阅读材料:
┌──

爬取沪江网考研词汇并按要求存为txt

存储数据的要求:每遍历一个单词,保存单词汉语翻译到txt文档,并以单词命名,保存到一个文件夹里,便于GUI设计使用。
点击此查看要爬取的网页
爬取沪江网考研词汇并按要求存为txt
爬取沪江网考研词汇并按要求存为txt

思路:大循环找herf进行url拼接,小循环进入数据网页提取信息

mport re
import requests
from bs4 import BeautifulSoup
from requests.exceptions import RequestException

headers = {
    'User-Agent': '''Mozilla/5.0 (Windows NT 10.0; Win64; x64) AppleWebKit/537.36 (KHTML, like Gecko) Chrome/70.0.3538.110 Safari/537.36'''
}

def get_html(url):
    try:
        response = requests.get(url, headers=headers)
        if response.status_code == 200:
            return response.text
        else:
            return None
    except RequestException:
        return None

def get_entranceUrls(html):
    part_urls = re.findall('<li class="clearfix">.*?<a href="(.*?)" target="_blank">', html, re.S)
    return part_urls
    # for part_url in part_urls:
    #     print(part_url)测试成功

def get_info(html,file_name):
    # selector = etree.HTML(html)Xpath不好处理!!!
    # content = selector.xpath(
    #     '//div[@class="sp-lexicon-word-comment clearfix"]/span/text()')
    # for i in content:
    #     print(i.strip())
    try:
        soup = BeautifulSoup(html, 'lxml')
        # select的属性中间带有空格的解决方法
        content = soup.select('div.sp-lexicon-word-comment.clearfix')

└──

所给信息:
┌──

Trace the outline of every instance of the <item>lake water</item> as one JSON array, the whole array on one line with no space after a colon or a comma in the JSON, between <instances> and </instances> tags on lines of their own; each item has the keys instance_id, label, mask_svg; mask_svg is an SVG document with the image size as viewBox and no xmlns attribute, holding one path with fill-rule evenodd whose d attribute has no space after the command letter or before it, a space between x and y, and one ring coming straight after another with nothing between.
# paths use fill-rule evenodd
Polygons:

└──

任务列表:
[a] 请把爬取考研词汇一文中以"存储数据的要求"开头的那段改写成要点列表,保留其主要信息。
[b] 接着爬取考研词汇一文的末尾往下续写。

任务答案:
[a]
- 每遍历一个单词就保存一次
- 保存内容:该单词的汉语翻译
- 文件格式:txt文档,以单词命名
- 存放位置:同一个文件夹
- 用途:便于GUI设计使用

[b]
        for real in content:
            # print(real.get_text().strip())#测试成功,不用strip()结果好看一点
            try:
                with open('D:/寒假项目/{0}.txt'.format(file_name),'a+',encoding='UTF-8') as fp:
                    fp.write(real.get_text().strip())
            except:
                pass
    except:
        pass

if __name__ == '__main__':
    urls = ['https://www.hujiang.com/ciku/zuixinkaoyanyingyucihui_{0}/'.format(i) for i in range(1, 276)]#最后一页为275
    for url in urls:
        html = get_html(url)
        part_list = get_entranceUrls(html)
        for part_name in part_list:
            href = 'https://www.hujiang.com' + part_name
            Html = get_html(href)
            word = part_name.split('/')[2]
            # print(word)测试成功
            get_info(Html,word)